[Opening Given data section]
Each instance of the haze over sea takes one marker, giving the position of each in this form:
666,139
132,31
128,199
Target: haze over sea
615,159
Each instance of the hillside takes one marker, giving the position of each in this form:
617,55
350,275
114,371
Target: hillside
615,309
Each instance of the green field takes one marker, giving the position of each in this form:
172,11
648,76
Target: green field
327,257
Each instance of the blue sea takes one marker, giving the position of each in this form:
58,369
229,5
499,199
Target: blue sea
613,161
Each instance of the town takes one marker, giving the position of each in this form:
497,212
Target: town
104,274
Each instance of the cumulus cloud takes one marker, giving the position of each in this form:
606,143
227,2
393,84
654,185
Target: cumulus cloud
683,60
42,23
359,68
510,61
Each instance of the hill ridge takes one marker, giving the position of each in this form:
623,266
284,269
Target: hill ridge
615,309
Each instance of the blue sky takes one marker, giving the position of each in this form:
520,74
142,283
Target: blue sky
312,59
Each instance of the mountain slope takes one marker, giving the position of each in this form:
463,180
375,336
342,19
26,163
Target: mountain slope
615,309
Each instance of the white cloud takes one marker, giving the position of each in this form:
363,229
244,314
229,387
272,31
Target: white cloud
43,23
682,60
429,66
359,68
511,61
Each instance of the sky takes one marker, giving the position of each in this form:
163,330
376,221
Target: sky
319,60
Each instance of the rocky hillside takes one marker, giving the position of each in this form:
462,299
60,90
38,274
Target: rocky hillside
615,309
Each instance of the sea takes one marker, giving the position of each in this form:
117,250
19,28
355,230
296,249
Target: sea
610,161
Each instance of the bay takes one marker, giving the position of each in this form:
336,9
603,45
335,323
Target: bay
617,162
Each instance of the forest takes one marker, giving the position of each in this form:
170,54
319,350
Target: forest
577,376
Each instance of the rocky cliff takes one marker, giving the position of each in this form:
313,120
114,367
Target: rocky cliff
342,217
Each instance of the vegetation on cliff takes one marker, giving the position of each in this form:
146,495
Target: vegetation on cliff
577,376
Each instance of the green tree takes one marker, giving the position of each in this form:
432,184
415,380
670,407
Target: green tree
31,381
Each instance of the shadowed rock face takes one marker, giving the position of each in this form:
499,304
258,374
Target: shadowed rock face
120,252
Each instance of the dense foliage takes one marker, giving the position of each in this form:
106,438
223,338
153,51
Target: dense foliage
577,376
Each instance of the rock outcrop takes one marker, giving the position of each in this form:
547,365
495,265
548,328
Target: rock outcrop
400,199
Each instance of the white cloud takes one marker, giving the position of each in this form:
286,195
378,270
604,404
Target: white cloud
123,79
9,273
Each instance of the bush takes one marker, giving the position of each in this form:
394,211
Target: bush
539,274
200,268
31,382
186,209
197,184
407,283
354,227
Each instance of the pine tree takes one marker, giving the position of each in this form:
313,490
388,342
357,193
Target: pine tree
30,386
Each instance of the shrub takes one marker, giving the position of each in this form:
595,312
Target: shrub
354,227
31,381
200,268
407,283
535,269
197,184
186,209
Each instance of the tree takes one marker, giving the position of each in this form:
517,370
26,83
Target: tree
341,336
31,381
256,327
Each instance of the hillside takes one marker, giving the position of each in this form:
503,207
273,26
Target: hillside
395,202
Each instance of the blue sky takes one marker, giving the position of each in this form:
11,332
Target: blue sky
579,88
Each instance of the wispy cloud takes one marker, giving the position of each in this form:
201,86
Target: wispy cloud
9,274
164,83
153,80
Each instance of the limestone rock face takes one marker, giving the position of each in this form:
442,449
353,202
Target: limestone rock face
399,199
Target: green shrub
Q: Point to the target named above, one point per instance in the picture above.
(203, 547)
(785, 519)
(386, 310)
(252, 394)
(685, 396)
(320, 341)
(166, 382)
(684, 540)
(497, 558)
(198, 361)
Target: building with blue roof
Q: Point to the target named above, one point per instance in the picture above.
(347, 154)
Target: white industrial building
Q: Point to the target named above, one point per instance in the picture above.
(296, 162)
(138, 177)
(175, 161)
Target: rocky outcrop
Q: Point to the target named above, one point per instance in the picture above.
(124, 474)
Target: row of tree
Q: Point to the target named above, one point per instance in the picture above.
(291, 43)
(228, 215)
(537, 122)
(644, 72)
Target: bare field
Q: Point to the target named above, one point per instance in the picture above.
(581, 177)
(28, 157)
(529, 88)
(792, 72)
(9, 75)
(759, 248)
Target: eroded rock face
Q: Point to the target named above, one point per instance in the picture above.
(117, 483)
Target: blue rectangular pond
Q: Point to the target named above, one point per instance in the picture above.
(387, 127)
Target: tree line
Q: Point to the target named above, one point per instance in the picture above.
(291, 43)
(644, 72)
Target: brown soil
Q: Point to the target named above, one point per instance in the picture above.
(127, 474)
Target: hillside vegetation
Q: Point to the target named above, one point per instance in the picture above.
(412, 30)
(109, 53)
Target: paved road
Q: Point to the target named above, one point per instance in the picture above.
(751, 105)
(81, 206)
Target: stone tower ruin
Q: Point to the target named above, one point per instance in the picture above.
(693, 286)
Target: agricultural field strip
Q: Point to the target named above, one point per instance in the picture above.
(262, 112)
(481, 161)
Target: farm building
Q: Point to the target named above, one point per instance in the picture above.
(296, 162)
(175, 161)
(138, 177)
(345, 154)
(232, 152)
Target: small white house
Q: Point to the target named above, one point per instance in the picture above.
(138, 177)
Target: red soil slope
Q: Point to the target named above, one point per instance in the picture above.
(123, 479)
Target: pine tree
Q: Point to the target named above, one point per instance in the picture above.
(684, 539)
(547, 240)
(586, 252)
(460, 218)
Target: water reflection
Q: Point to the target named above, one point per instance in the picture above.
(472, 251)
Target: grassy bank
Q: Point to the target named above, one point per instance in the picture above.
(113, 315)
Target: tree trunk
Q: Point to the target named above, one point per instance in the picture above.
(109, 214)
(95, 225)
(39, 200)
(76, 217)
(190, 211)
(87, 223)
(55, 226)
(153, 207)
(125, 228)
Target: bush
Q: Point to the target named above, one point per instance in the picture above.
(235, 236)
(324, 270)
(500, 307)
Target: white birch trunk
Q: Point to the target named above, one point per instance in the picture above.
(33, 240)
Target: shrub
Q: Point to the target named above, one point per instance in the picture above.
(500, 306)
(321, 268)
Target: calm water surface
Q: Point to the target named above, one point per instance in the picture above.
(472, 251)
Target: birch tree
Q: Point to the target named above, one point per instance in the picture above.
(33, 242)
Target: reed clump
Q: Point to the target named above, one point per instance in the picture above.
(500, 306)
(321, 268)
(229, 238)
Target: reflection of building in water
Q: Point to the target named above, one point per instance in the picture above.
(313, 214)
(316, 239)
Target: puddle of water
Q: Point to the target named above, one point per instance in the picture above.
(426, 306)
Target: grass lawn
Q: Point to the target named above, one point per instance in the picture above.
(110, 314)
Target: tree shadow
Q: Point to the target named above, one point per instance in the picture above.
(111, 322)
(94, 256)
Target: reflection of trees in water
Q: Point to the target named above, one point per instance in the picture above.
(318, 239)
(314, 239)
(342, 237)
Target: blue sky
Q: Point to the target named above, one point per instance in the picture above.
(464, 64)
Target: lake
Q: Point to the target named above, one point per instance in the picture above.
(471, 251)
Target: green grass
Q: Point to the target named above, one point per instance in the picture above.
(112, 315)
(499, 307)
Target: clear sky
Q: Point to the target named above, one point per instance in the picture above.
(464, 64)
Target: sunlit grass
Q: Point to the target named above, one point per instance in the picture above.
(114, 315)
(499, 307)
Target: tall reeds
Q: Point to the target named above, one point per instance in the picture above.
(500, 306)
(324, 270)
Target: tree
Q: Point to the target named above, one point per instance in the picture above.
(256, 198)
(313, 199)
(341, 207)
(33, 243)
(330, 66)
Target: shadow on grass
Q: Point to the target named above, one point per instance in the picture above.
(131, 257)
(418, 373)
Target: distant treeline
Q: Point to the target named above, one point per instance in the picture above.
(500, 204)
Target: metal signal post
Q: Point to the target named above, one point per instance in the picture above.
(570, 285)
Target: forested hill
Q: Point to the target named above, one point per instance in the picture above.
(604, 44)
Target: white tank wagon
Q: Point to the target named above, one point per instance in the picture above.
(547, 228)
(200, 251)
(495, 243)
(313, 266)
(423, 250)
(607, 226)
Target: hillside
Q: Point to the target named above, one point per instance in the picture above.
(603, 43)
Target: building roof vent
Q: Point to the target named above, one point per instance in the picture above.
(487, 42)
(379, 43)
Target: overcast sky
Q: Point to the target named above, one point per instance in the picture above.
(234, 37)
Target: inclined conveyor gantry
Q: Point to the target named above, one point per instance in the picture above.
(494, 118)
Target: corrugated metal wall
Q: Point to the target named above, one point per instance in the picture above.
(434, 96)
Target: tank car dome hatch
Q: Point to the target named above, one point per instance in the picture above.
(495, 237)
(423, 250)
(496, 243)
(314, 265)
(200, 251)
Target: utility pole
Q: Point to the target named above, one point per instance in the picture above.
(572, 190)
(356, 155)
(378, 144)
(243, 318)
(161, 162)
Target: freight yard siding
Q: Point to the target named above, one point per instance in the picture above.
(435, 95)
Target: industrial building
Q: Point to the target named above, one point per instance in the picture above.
[Closing Given data section]
### Task brief
Look above for the line containing "Target: industrial building", then transcribe it and all lines after it through the last, exactly and with nothing else.

### Answer for this exercise
Target: industrial building
Q: Point to the target named above, one point per instance in the picture above.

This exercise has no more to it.